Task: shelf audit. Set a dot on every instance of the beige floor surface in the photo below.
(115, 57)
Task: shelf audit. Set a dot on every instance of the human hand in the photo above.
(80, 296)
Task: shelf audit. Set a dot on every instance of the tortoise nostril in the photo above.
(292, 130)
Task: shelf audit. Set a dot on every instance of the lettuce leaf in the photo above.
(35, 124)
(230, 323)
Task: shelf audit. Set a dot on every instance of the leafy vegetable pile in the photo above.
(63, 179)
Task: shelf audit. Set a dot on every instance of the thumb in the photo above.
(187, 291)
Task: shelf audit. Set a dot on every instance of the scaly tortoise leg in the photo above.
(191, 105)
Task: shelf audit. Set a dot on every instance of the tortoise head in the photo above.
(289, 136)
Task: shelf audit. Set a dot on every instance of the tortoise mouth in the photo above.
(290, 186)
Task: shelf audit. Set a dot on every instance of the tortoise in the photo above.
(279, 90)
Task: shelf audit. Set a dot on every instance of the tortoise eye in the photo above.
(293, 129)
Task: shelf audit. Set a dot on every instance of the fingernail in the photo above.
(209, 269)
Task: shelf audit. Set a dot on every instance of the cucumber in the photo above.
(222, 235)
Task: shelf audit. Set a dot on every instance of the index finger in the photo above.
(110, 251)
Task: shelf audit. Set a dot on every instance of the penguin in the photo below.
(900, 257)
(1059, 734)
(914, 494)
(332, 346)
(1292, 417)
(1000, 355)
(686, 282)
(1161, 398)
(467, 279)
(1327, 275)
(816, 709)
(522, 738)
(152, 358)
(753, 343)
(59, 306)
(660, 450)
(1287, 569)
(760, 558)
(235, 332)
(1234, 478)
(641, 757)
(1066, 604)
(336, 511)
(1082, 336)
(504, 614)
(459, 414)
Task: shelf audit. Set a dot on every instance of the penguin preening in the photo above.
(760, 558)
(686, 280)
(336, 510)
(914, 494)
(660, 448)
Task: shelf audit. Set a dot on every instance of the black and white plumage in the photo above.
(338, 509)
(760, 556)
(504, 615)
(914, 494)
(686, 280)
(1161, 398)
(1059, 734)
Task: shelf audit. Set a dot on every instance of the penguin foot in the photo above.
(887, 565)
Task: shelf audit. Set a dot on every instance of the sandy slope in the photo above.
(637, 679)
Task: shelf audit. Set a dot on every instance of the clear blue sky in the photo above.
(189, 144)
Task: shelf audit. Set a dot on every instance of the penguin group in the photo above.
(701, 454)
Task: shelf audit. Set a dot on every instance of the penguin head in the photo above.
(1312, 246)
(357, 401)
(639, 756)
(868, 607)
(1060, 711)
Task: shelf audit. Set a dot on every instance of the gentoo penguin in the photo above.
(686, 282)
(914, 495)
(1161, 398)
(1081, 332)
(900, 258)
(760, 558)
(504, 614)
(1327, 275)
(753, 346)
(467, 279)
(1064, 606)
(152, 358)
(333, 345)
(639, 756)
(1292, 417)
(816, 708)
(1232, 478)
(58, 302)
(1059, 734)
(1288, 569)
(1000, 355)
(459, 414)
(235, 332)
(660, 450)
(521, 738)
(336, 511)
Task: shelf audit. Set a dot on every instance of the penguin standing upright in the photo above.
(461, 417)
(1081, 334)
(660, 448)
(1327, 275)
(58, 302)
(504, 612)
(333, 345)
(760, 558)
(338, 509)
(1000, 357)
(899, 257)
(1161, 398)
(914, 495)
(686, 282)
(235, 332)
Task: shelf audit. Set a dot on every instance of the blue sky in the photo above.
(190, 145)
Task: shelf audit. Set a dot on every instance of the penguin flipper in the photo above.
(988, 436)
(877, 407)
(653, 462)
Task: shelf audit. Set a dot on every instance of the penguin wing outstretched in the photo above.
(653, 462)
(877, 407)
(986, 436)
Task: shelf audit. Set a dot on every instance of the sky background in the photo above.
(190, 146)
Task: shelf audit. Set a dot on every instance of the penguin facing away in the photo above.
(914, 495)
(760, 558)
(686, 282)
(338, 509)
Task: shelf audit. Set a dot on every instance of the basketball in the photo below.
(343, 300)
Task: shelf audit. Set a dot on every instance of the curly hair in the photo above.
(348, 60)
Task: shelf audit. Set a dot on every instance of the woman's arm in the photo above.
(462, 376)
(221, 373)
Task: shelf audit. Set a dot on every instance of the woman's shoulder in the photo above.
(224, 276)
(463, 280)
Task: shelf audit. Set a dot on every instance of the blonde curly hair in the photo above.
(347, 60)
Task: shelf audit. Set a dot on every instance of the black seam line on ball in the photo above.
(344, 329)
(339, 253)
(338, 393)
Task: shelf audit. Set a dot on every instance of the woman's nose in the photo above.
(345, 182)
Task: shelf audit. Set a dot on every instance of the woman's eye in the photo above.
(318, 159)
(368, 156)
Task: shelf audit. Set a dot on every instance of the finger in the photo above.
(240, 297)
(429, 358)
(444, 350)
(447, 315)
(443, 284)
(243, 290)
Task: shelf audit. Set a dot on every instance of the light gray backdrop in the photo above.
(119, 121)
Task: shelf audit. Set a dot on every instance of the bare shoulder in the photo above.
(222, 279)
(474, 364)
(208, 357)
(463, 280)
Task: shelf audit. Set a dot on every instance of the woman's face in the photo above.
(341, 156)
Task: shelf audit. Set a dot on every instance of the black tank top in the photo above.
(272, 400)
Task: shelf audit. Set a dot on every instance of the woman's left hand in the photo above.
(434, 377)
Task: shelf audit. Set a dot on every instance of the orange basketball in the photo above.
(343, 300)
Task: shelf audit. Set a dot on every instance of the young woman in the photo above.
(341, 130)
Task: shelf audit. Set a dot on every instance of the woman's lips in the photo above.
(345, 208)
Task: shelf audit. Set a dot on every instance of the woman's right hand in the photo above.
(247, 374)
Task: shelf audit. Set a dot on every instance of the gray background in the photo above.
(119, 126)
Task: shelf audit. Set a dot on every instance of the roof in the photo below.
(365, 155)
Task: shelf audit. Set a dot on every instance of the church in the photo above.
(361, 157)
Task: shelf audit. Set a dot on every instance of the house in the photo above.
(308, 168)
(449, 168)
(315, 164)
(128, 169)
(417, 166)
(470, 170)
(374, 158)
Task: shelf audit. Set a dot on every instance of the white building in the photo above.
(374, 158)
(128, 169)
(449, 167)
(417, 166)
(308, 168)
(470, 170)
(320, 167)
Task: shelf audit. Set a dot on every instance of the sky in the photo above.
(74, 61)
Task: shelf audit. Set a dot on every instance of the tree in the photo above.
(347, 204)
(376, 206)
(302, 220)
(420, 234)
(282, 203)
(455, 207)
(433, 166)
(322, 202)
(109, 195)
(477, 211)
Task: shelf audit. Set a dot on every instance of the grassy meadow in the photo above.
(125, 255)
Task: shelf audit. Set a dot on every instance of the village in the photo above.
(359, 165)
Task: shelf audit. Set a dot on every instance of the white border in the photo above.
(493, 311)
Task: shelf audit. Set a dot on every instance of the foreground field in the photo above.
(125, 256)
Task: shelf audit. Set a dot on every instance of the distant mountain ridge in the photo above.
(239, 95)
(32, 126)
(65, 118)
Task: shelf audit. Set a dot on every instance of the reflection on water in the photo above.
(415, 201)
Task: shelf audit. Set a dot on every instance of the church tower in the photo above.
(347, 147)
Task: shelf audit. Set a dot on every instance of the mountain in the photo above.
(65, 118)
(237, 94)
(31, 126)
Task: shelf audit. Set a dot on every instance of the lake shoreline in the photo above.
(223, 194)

※ ※ ※

PROBLEM ▸
The material must be repeated in full, with every line exact.

REPLY TO THE TASK ▸
Task: shelf audit. Set a dot on every instance of the beige floor surface in the photo below.
(115, 57)
Task: shelf audit. Set a dot on every instance of the human hand in the photo above.
(80, 296)
Task: shelf audit. Set a dot on every instance of the tortoise nostril in the photo above.
(292, 130)
Task: shelf audit. Set a dot on every instance of the lettuce leaf in the photo above.
(35, 124)
(230, 323)
Task: shelf audit. Set a dot on every instance of the leafy vegetable pile in the photo above.
(63, 179)
Task: shelf audit. Set a dot on every instance of the thumb in the photo above.
(187, 291)
Task: shelf audit. Set a dot on every instance of the scaly tortoise leg in the photo above.
(191, 105)
Task: shelf audit. Set a dot on every instance of the tortoise head in the photo above.
(289, 136)
Task: shelf audit. Set a dot on every instance of the tortoise mouth in the photo above.
(290, 186)
Task: shelf audit. Set a dot on every instance of the tortoise in the photo above.
(279, 90)
Task: shelf audit. Set a dot on every instance of the tortoise eye in the photo above.
(293, 129)
Task: shelf audit. Set a dot on every instance of the fingernail in the photo above.
(209, 269)
Task: shelf audit. Set a dot on every instance of the cucumber in the photo above.
(222, 235)
Task: shelf audit. Set a dot on every instance of the index finger in the photo above.
(110, 251)
Task: shelf audit. Set a dot on every instance of the penguin in the photo below.
(900, 257)
(1059, 734)
(914, 494)
(332, 346)
(1292, 417)
(1000, 355)
(686, 282)
(1161, 398)
(467, 279)
(1327, 275)
(816, 709)
(522, 738)
(152, 358)
(753, 343)
(59, 306)
(660, 450)
(1287, 569)
(760, 558)
(235, 332)
(1234, 478)
(641, 757)
(1066, 604)
(336, 511)
(1082, 336)
(504, 614)
(459, 414)
Task: shelf audit. Set a dot on every instance of the penguin preening in the photo above.
(760, 558)
(686, 280)
(336, 510)
(914, 494)
(660, 448)
Task: shelf audit. Set a dot on every instance of the black and white plumage in the photo above.
(338, 509)
(760, 556)
(504, 615)
(914, 494)
(686, 280)
(1161, 398)
(1059, 734)
Task: shelf audit. Set a dot on every instance of the penguin foot in the photo above.
(887, 565)
Task: shelf audit. Set a dot on every instance of the sandy slope in the photo above.
(637, 679)
Task: shelf audit. Set a dot on every instance of the clear blue sky in the photo above.
(189, 144)
Task: shelf audit. Set a dot on every instance of the penguin group in the photo above.
(701, 454)
Task: shelf audit. Set a dot on every instance of the penguin head in the photo above.
(1312, 246)
(357, 401)
(639, 756)
(868, 607)
(1060, 711)
Task: shelf audit. Set a dot on every instance of the gentoo penguin in the photo above.
(686, 282)
(914, 495)
(1161, 398)
(1081, 332)
(900, 258)
(760, 558)
(504, 614)
(1327, 275)
(753, 346)
(467, 279)
(1064, 606)
(152, 358)
(333, 345)
(639, 756)
(1292, 417)
(816, 708)
(1232, 478)
(58, 302)
(1059, 734)
(1288, 569)
(1000, 355)
(459, 414)
(235, 332)
(660, 450)
(521, 738)
(336, 511)
Task: shelf audit. Set a dot on every instance of the penguin standing upright in the photo above.
(461, 417)
(1081, 334)
(660, 448)
(1327, 275)
(58, 302)
(504, 612)
(333, 345)
(760, 558)
(338, 509)
(1000, 357)
(899, 257)
(1161, 398)
(914, 495)
(686, 282)
(235, 332)
Task: shelf audit. Set a dot on every instance of the blue sky in the photo above.
(190, 145)
Task: shelf audit. Set a dot on every instance of the penguin flipper in the photo above.
(988, 436)
(877, 407)
(653, 462)
Task: shelf audit. Set a dot on every instance of the penguin wing outstretched in the photo above.
(653, 462)
(877, 407)
(986, 436)
Task: shelf audit. Set a dot on every instance of the sky background in the photo above.
(190, 146)
Task: shelf audit. Set a dot on every instance of the penguin facing away in the photo above.
(914, 495)
(760, 558)
(686, 282)
(338, 509)
Task: shelf audit. Set a dot on every instance of the basketball in the photo below.
(343, 300)
Task: shelf audit. Set a dot on every instance of the curly hair in the photo above.
(348, 60)
Task: shelf audit. Set a dot on every instance of the woman's arm in the photo above.
(462, 376)
(221, 373)
Task: shelf audit. Set a dot on every instance of the woman's shoulder in the photo above.
(224, 276)
(463, 280)
Task: shelf audit. Set a dot on every instance of the blonde curly hair in the photo above.
(347, 60)
Task: shelf audit. Set a dot on every instance of the black seam line on ball in the photo above.
(344, 329)
(339, 253)
(338, 393)
Task: shelf audit. Set a dot on every instance of the woman's nose in the photo above.
(345, 182)
Task: shelf audit. Set a dot on every instance of the woman's eye in the photo above.
(318, 159)
(368, 156)
Task: shelf audit. Set a dot on every instance of the finger in the photo above.
(240, 297)
(429, 358)
(444, 350)
(447, 315)
(443, 284)
(243, 290)
Task: shelf audit. Set a dot on every instance of the light gray backdrop in the photo above.
(119, 121)
Task: shelf audit. Set a dot on every instance of the bare shoulder in the photo above.
(222, 279)
(474, 364)
(208, 357)
(463, 280)
Task: shelf audit. Set a dot on every instance of the woman's face in the photo above.
(341, 156)
Task: shelf audit. Set a dot on every instance of the black tank top in the photo above.
(272, 400)
Task: shelf audit. Set a dot on every instance of the woman's left hand in the photo above.
(434, 377)
Task: shelf audit. Set a dot on every instance of the orange basketball in the photo above.
(343, 300)
Task: shelf audit. Set a dot on every instance of the young woman in the photo above.
(341, 130)
Task: shelf audit. Set a dot on every instance of the woman's lips in the photo above.
(345, 208)
Task: shelf audit. Set a dot on every instance of the woman's right hand in the photo above.
(247, 374)
Task: shelf audit. Set a dot on every instance of the gray background in the photo above.
(119, 126)
Task: shelf audit. Set a dot on every instance of the roof in the photo below.
(365, 155)
Task: shelf audit. Set a dot on every instance of the church in the photo above.
(361, 157)
Task: shelf audit. Set a dot on every instance of the house in the photo above.
(308, 168)
(449, 168)
(315, 164)
(128, 169)
(417, 166)
(470, 170)
(374, 158)
Task: shelf audit. Set a dot on every instance of the white building in the photo above.
(374, 158)
(128, 169)
(449, 167)
(417, 166)
(308, 168)
(470, 170)
(320, 167)
Task: shelf audit. Set a dot on every instance of the sky in the photo above.
(74, 61)
Task: shelf audit. Set a dot on every instance of the tree in the photo above.
(347, 204)
(376, 206)
(302, 220)
(420, 234)
(282, 203)
(455, 207)
(433, 166)
(322, 202)
(109, 195)
(477, 211)
Task: shelf audit. Set a dot on every instance of the grassy meadow in the photo above.
(125, 255)
Task: shelf audit. Set a dot on every instance of the village in the photo above.
(359, 165)
Task: shelf audit. Set a dot on every instance of the white border in the photo above.
(493, 311)
Task: shelf audit. Set a dot on every instance of the foreground field in the photo above.
(125, 256)
Task: shelf audit. Set a dot on every instance of the distant mountain ridge in the photo above.
(239, 95)
(32, 126)
(65, 118)
Task: shelf audit. Set a dot on every instance of the reflection on water in the photo above.
(415, 201)
Task: shelf audit. Set a dot on every instance of the church tower in the photo above.
(347, 147)
Task: shelf audit. Set a dot on every instance of the mountain in the photo above.
(65, 118)
(237, 94)
(31, 126)
Task: shelf audit. Set a dot on every instance of the lake shoreline in the photo above.
(223, 194)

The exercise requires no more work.